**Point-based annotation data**
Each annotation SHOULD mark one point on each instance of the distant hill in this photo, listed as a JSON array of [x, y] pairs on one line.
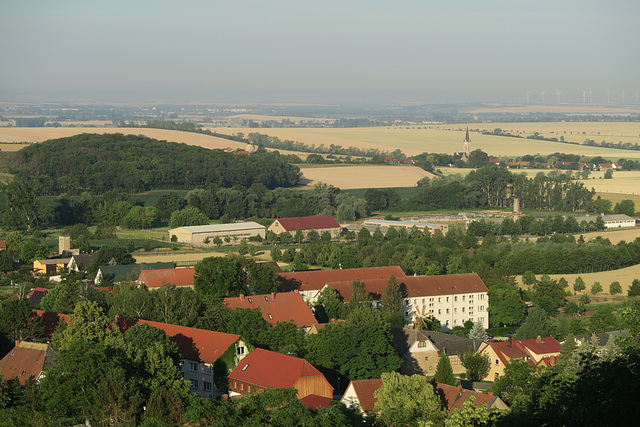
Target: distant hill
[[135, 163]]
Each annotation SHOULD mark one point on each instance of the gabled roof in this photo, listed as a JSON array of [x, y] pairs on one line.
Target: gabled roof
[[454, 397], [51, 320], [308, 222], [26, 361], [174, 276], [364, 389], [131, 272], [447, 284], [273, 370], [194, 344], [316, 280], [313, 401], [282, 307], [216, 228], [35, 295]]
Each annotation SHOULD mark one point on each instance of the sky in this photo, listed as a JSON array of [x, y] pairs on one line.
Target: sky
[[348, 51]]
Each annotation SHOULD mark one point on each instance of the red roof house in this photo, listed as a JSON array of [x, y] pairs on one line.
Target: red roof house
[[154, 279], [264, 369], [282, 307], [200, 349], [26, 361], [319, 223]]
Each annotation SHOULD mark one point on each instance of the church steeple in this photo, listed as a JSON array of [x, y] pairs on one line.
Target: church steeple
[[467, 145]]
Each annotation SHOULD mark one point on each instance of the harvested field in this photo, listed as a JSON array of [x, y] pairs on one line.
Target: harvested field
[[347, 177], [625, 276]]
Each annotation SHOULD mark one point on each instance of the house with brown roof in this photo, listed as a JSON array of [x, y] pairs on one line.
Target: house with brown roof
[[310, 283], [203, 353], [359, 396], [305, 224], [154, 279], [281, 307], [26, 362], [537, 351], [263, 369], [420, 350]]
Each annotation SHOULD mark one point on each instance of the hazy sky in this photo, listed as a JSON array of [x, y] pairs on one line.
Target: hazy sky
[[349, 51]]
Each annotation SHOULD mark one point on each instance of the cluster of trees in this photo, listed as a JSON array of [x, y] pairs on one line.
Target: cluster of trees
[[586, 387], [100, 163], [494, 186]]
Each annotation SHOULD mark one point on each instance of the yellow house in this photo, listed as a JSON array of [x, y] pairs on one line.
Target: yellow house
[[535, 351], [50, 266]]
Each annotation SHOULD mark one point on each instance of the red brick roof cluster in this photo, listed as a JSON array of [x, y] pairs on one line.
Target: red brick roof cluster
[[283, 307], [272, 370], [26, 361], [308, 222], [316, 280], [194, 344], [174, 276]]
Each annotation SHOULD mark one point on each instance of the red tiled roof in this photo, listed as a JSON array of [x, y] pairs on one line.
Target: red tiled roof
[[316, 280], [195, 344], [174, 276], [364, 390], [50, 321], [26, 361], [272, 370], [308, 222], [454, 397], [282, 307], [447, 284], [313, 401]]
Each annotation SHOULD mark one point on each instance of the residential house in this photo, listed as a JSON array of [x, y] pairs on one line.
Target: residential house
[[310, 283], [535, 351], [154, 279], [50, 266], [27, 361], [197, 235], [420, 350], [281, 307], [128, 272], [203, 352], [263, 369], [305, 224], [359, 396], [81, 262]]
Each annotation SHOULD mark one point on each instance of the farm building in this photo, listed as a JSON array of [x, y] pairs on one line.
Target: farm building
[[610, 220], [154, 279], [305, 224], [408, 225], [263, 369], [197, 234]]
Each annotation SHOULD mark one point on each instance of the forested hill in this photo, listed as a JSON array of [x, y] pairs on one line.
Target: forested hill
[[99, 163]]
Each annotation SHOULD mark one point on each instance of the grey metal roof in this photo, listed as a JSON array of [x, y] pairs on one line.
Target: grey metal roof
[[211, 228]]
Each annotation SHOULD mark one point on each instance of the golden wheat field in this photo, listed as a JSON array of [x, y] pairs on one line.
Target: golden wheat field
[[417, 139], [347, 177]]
==
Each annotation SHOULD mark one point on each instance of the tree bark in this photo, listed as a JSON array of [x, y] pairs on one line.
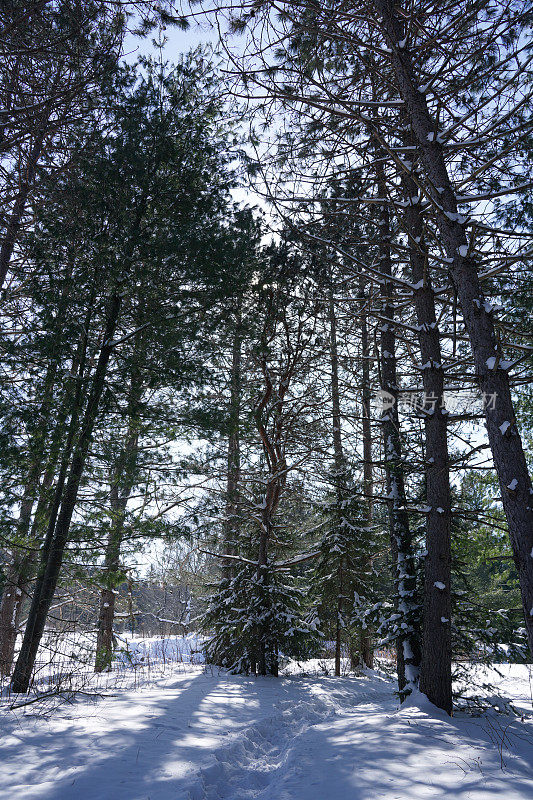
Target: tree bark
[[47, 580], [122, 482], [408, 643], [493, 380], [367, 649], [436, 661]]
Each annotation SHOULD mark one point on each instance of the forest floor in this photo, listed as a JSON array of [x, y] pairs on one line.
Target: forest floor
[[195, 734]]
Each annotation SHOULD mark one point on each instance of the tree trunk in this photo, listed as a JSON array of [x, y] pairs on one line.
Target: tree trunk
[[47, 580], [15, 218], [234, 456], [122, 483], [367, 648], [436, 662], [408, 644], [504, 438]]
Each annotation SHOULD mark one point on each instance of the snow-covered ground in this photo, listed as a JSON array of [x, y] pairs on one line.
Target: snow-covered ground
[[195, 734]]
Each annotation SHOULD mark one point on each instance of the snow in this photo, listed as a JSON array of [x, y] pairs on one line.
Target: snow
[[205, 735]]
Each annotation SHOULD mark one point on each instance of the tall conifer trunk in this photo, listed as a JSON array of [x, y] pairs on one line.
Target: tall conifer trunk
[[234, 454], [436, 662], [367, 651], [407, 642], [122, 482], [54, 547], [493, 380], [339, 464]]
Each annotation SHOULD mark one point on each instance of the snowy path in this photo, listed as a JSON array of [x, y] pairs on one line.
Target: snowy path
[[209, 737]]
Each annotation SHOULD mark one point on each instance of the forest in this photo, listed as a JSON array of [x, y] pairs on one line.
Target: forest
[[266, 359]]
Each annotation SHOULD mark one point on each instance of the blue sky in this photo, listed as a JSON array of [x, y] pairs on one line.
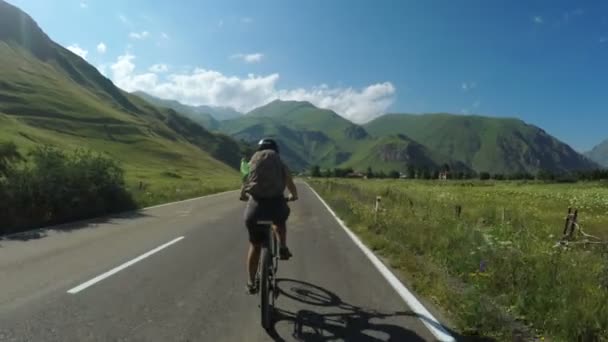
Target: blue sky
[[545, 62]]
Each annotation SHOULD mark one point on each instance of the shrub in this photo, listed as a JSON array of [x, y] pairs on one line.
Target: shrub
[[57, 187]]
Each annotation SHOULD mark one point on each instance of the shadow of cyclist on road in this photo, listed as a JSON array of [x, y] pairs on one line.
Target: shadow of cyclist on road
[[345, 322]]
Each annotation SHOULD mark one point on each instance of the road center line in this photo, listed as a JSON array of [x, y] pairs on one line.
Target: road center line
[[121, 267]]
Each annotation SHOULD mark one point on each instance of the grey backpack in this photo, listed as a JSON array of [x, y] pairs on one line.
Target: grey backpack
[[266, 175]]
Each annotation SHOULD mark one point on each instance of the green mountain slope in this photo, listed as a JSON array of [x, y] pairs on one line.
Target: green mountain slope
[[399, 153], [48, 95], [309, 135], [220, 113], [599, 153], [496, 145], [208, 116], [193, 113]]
* * *
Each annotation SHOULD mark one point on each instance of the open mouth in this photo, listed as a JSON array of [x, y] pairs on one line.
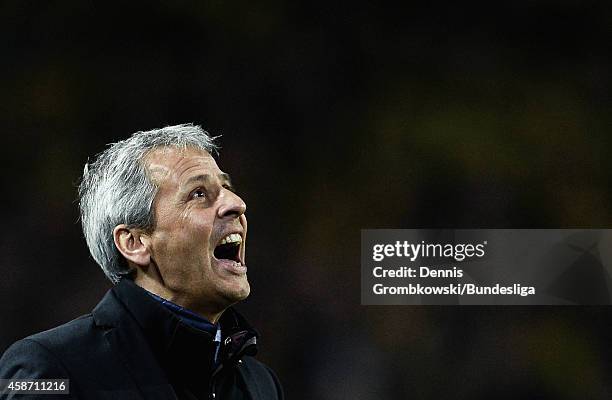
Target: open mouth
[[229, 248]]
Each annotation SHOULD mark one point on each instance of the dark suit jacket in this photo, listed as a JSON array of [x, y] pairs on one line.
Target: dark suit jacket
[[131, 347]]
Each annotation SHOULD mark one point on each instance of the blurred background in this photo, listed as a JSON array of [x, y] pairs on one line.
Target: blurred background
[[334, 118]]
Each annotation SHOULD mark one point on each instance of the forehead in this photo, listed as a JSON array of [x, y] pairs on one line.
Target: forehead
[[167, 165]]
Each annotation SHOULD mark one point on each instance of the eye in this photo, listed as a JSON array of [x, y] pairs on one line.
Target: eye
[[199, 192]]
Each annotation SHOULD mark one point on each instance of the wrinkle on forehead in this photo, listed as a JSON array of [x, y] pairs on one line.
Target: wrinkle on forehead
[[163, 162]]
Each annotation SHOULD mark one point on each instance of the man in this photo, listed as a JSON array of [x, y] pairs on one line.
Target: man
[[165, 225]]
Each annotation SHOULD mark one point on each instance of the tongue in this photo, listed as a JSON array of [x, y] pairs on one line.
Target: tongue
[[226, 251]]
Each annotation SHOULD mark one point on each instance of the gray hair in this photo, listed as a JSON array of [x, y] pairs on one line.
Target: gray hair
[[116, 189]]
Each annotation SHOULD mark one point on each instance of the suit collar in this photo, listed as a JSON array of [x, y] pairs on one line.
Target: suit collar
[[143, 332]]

**TASK PROMPT**
Report how many lines above contain the string "covered". Reply with the number alone.

**ANSWER TO THE EXERCISE**
2